**What is asked**
Exactly reproduce the lines that follow.

**Source data**
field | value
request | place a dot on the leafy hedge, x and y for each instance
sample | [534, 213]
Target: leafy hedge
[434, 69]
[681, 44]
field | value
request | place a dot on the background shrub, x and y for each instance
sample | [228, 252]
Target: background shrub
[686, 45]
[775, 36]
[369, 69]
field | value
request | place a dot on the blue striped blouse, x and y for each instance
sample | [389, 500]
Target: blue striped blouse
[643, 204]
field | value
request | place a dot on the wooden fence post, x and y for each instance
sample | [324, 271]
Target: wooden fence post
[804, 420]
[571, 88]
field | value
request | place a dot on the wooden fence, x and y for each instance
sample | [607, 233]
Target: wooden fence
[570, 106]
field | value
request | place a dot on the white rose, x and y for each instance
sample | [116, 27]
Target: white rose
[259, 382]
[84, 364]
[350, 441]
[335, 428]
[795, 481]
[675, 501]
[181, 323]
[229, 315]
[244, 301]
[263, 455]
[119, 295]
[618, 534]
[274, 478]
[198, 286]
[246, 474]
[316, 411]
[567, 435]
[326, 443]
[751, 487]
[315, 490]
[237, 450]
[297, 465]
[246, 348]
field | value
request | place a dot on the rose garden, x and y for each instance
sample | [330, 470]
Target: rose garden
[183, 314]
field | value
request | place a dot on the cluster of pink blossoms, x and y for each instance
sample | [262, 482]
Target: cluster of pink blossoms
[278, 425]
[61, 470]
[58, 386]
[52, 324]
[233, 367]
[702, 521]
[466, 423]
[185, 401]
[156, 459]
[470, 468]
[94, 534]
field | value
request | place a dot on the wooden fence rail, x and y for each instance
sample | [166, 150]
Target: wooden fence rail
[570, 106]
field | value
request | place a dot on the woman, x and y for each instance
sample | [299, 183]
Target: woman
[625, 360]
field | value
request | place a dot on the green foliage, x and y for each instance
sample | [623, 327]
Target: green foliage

**Written answer**
field | value
request | place a dot on the leafy hedge, x and y for each instance
sample | [534, 213]
Target: leafy hedge
[434, 69]
[681, 44]
field | value
request | place a dot on the background shrub, x and y for each instance
sample | [228, 252]
Target: background shrub
[686, 45]
[775, 36]
[369, 69]
field | value
request | place a dot on the blue striped blouse, x and y for each instance
sample | [389, 500]
Target: blue striped blouse
[643, 204]
field | value
request | place a dot on the wooden fence post, x and y for each instance
sample | [324, 271]
Target: wooden fence post
[804, 420]
[571, 88]
field | value
request | place a dot on the wooden fence, x and y for each instance
sample | [607, 233]
Target: wooden fence
[570, 106]
field | value
request | place a dot on the white rose, x and y for each instance
sample | [116, 27]
Target: white rose
[259, 382]
[84, 364]
[350, 441]
[335, 428]
[795, 481]
[675, 501]
[181, 323]
[229, 315]
[244, 301]
[263, 455]
[119, 295]
[618, 534]
[274, 478]
[198, 286]
[246, 474]
[316, 411]
[567, 435]
[326, 443]
[751, 487]
[315, 490]
[237, 450]
[297, 465]
[246, 348]
field | value
request | place a dot on the rose garden, x and y for each instance
sample | [330, 470]
Target: rose garden
[183, 314]
field | value
request | place a dot on the cluster of pink blossoms, x and y for each instance
sample | [262, 482]
Target: cluster of pink blossoms
[278, 425]
[61, 470]
[58, 386]
[52, 324]
[233, 367]
[702, 521]
[466, 423]
[185, 401]
[156, 459]
[470, 468]
[94, 534]
field | value
request | place a dot on the wooden fence rail, x and y for each instance
sample | [166, 150]
Target: wooden fence rail
[570, 106]
field | value
request | place a dot on the woman, x and y for each instance
sample | [299, 183]
Target: woman
[625, 360]
field | value
request | place a dot on the green foliage, x and y for each instance
sample | [623, 327]
Target: green foliage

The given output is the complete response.